++++ Data

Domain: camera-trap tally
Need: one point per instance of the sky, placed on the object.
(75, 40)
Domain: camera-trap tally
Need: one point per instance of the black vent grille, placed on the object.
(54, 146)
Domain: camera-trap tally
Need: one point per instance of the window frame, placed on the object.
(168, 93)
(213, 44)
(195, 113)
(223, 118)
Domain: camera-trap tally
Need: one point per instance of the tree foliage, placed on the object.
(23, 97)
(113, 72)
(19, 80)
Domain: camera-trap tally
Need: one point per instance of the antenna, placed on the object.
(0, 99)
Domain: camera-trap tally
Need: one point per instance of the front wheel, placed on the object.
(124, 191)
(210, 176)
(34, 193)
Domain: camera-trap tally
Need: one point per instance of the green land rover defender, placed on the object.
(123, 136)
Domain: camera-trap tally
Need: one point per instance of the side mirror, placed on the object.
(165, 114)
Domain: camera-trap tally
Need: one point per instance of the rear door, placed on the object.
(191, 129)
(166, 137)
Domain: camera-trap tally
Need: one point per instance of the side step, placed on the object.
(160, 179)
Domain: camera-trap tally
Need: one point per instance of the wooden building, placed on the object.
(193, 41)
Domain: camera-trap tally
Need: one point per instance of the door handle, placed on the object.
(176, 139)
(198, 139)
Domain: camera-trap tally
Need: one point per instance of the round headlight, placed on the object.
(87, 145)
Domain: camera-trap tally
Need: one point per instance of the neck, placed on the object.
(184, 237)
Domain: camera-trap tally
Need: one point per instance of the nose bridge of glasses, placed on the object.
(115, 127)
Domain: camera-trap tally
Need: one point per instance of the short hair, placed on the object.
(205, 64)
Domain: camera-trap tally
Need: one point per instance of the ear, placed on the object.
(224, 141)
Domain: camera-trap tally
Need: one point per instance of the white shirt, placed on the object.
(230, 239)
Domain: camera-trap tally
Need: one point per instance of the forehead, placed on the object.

++++++++

● Exercise
Could you output all of the records above exactly as given?

● Result of this task
Domain: camera-trap tally
Need: one point per instance of the sky, placed on the object.
(75, 40)
Domain: camera-trap tally
Need: one point per instance of the black vent grille, placed on the object.
(54, 146)
Domain: camera-trap tally
Need: one point per instance of the window frame, placed on the object.
(168, 93)
(213, 44)
(195, 113)
(223, 118)
Domain: camera-trap tally
Need: one point per instance of the tree foliage, placed on the object.
(23, 97)
(113, 72)
(19, 80)
Domain: camera-trap tally
Need: one point per instance of the antenna, placed on the object.
(0, 99)
Domain: camera-trap tally
Need: one point per instance of the front wheel, placed on the object.
(124, 191)
(210, 176)
(34, 193)
Domain: camera-trap tally
Need: one point per instance of the green land rover defender, placed on the object.
(123, 136)
Domain: camera-trap tally
Need: one point per instance of the side mirror, placed on the object.
(165, 114)
Domain: camera-trap tally
Need: one point per instance of the rear door, placed on the object.
(191, 129)
(166, 137)
Domain: camera-trap tally
Need: one point per instance of the side step, placed on the object.
(160, 179)
Domain: camera-trap tally
Need: one point per instance of the wooden building, placed on the object.
(193, 41)
Domain: camera-trap tally
Need: one point per instance of the door handle, placed on the object.
(176, 139)
(198, 139)
Domain: camera-trap tally
Need: one point per instance of the round headlight, placed on the object.
(87, 145)
Domain: camera-trap tally
Need: one point per instance of the neck, placed on the object.
(184, 237)
Domain: camera-trap tally
Need: one point per instance of the nose bridge of glasses, placed on the object.
(115, 127)
Domain: camera-trap tally
Need: one point per instance of the short hair, placed on the object.
(205, 64)
Domain: camera-trap tally
Need: one point per instance of the ear, placed on the object.
(224, 141)
Domain: camera-trap tally
Need: one point per instance of the white shirt, placed on the object.
(230, 239)
Domain: camera-trap tally
Need: one point per instance of the forehead, placed on the object.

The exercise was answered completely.